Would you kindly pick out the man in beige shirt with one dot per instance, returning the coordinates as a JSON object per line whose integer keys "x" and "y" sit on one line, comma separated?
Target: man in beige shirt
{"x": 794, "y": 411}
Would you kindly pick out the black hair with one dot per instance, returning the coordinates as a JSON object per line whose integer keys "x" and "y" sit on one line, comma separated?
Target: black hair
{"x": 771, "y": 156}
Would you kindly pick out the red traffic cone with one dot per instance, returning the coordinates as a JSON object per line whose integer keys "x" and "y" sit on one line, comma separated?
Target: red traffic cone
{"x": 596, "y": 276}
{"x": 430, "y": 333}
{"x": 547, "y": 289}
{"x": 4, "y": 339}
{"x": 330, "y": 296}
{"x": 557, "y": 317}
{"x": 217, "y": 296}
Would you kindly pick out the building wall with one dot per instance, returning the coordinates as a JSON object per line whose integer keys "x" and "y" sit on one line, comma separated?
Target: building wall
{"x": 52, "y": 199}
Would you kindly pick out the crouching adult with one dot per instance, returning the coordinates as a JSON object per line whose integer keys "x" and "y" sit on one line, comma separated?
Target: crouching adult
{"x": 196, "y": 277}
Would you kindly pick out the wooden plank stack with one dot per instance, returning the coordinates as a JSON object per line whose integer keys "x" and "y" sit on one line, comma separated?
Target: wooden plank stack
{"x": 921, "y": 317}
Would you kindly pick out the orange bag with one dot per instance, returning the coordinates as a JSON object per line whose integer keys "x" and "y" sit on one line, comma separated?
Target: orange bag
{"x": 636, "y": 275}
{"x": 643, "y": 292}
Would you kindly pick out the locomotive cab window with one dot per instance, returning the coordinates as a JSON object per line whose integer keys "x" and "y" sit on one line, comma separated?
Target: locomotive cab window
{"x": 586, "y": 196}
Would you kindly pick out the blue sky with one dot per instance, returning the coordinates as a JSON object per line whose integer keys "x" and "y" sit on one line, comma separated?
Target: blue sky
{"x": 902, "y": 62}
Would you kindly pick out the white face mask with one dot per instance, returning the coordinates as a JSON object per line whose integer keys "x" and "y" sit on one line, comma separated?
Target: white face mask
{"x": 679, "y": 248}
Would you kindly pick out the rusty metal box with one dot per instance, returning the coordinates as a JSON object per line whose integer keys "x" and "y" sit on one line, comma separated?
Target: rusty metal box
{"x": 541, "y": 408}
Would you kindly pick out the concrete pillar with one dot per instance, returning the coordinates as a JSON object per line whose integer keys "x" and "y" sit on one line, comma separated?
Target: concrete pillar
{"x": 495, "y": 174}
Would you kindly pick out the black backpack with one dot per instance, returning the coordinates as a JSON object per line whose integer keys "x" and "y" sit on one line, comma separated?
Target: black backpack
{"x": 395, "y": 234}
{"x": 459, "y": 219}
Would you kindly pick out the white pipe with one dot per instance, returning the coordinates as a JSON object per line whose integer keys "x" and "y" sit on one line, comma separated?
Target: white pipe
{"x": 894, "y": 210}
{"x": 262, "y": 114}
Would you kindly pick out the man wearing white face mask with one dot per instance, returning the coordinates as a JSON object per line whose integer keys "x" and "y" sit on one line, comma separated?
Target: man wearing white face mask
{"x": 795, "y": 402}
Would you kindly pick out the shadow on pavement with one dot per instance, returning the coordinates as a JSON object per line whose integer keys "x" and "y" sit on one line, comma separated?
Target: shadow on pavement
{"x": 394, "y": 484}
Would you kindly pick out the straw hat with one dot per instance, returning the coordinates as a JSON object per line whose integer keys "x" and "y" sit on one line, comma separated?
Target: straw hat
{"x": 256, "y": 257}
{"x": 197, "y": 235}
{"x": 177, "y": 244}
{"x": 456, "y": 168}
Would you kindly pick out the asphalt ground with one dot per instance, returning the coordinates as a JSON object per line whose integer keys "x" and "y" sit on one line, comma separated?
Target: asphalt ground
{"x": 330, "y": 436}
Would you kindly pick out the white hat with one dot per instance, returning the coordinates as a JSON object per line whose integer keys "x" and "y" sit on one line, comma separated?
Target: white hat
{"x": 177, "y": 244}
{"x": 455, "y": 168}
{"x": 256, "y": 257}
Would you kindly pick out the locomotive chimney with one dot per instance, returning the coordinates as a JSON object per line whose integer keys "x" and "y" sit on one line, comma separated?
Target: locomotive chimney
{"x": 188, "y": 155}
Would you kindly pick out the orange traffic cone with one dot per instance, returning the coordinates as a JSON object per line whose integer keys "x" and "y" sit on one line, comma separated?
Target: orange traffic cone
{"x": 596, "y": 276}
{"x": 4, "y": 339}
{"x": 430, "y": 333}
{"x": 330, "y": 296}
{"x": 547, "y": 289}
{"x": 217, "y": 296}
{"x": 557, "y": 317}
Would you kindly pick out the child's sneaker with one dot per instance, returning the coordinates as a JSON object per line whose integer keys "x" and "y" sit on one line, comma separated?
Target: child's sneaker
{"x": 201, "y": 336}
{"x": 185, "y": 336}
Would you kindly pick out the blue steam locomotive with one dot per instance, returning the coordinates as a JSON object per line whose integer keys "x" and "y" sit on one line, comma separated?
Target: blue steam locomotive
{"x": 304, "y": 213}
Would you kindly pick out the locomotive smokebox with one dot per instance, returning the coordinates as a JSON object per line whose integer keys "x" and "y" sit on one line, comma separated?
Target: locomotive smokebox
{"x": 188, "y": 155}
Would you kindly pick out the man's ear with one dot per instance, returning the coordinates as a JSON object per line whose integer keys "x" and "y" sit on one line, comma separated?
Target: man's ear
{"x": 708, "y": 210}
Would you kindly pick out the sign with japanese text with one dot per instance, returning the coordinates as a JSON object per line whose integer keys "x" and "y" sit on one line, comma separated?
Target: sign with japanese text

________________

- [Exercise directions]: Write out each line of the data above again, exactly as given.

- [Exercise result]:
Would you kindly pick out the man in beige shirt with one dot per instance, returning the coordinates as a JSON object per line whose integer keys "x" and "y" sit on one line, comma separated?
Target: man in beige shirt
{"x": 794, "y": 411}
Would you kindly pick out the black hair with one dot per instance, returning the coordinates as a JSON object per line whose integer keys "x" and "y" sit on one line, comma separated?
Target: black hair
{"x": 771, "y": 156}
Would you kindly pick out the red traffic cone with one dot per instance, returning the coordinates as a JSON object per line whose integer keys "x" and "y" sit on one line, comma separated?
Target: red traffic cone
{"x": 596, "y": 276}
{"x": 430, "y": 333}
{"x": 547, "y": 289}
{"x": 4, "y": 339}
{"x": 330, "y": 296}
{"x": 557, "y": 317}
{"x": 217, "y": 296}
Would you kindly pick out the building wall with one dot per instance, returning the coordinates as a JSON object per line whose integer keys "x" and "y" sit on one line, comma separated?
Target: building wall
{"x": 52, "y": 199}
Would you kindly pick out the crouching adult with one dot per instance, returning the coordinates as a JSON object per line whose integer keys "x" and "y" sit on one line, comma separated?
Target: crouching adult
{"x": 196, "y": 277}
Would you kindly pick out the wooden plank stack with one dot per instance, returning the coordinates as a JSON object per line whose integer keys "x" and "y" sit on one line, comma separated?
Target: wooden plank stack
{"x": 921, "y": 317}
Would you kindly pick out the orange bag with one dot per instance, returning the coordinates as a JSON object per line whose integer keys "x" and "y" sit on one line, comma separated?
Target: orange bag
{"x": 636, "y": 275}
{"x": 643, "y": 292}
Would you kindly pick out the locomotive cab window with one dot per instance, returning the coordinates as a JSON object per line whose integer keys "x" and "y" sit on one line, comma separated?
Target: locomotive cab window
{"x": 586, "y": 196}
Would you kindly pick out the blue sky with one dot per instance, returning the coordinates as a JSON object per line whose integer keys "x" and "y" sit on one line, comma separated?
Target: blue sky
{"x": 902, "y": 62}
Would you kindly pick out the white face mask with one dot per instance, returning the coordinates as a JSON object per line whose integer keys "x" and "y" sit on one line, comma separated?
Target: white face mask
{"x": 679, "y": 248}
Would you kindly pick out the rusty metal box with one dot per instance, returning the coordinates as a JSON object per line whose integer keys "x" and "y" sit on one line, comma separated?
Target: rusty metal box
{"x": 541, "y": 408}
Would you kindly pick out the concrete pillar with one dot per instance, returning the coordinates as a JSON object per line whose integer keys "x" and "y" sit on one line, comma separated?
Target: concrete pillar
{"x": 495, "y": 174}
Would you kindly pick out the black backpack with one dot per instance, returning the coordinates as a JSON object per line whose integer keys "x" and "y" sit on one line, comma separated?
Target: black backpack
{"x": 395, "y": 234}
{"x": 459, "y": 219}
Would you kindly pick out the white pipe with one dot per instance, returning the coordinates as a JSON object per line whose integer keys "x" and "y" sit on one line, comma separated?
Target: white pipe
{"x": 894, "y": 210}
{"x": 262, "y": 114}
Would you kindly pick out the man wearing white face mask with one dot per instance, returning the coordinates as a JSON object per line whose integer keys "x" and "y" sit on one line, comma separated?
Target: man wearing white face mask
{"x": 795, "y": 402}
Would you kindly pick out the shadow on pavement with one dot per instance, returning the coordinates as a JSON object per line whose integer keys "x" and "y" sit on one line, comma separated?
Target: shadow on pavement
{"x": 394, "y": 484}
Would you kindly pick out the straw hat with one dot per instance, returning the coordinates as a JSON object per line whose integer keys "x" and "y" sit on one line, comma separated?
Target: straw hat
{"x": 256, "y": 257}
{"x": 197, "y": 235}
{"x": 177, "y": 244}
{"x": 456, "y": 168}
Would you kindly pick out the asphalt ground with one dot per instance, returning the coordinates as a JSON object per line whose integer keys "x" and "y" sit on one line, comma separated?
Target: asphalt ground
{"x": 330, "y": 436}
Would you kindly pick out the white hat with one dot per instance, returning the coordinates as a JSON object per line whose integer keys "x" and "y" sit on one line, comma separated?
Target: white hat
{"x": 177, "y": 244}
{"x": 455, "y": 168}
{"x": 256, "y": 257}
Would you kindly pick out the locomotive chimney with one dot per instance, returning the coordinates as a JSON object per line whose integer keys "x" and "y" sit on one line, comma separated?
Target: locomotive chimney
{"x": 188, "y": 155}
Would you kindly pick out the orange traffic cone with one dot per instance, returning the coordinates as a JSON object per line whose integer keys "x" and "y" sit on one line, comma separated?
Target: orange traffic cone
{"x": 596, "y": 276}
{"x": 4, "y": 339}
{"x": 430, "y": 333}
{"x": 330, "y": 296}
{"x": 547, "y": 289}
{"x": 217, "y": 296}
{"x": 557, "y": 317}
Would you kindly pick out the child's sneaker with one dot per instance, returning the coordinates as a JSON object per line whose integer keys "x" and "y" sit on one line, comma separated?
Target: child's sneaker
{"x": 201, "y": 336}
{"x": 185, "y": 336}
Would you kindly pick out the blue steam locomotive with one dot per instance, returning the coordinates as a JSON object per line whose integer keys "x" and "y" sit on one line, comma separated?
Target: blue steam locomotive
{"x": 304, "y": 213}
Would you kindly pick out the locomotive smokebox with one dot per instance, returning the coordinates as a JSON object per line whose integer keys "x" and "y" sit on one line, comma separated?
Target: locomotive smokebox
{"x": 188, "y": 155}
Would you kindly pick out the man's ear with one dot per instance, returning the coordinates as a JSON object per line whose integer keys "x" and "y" sit on one line, comma separated?
Target: man's ear
{"x": 708, "y": 210}
Would you kindly pick out the sign with japanese text with one dot per instance, returning the coordinates as a JSON object per line whose integer keys "x" and "y" sit on one line, comma separated?
Target: sign with japanese text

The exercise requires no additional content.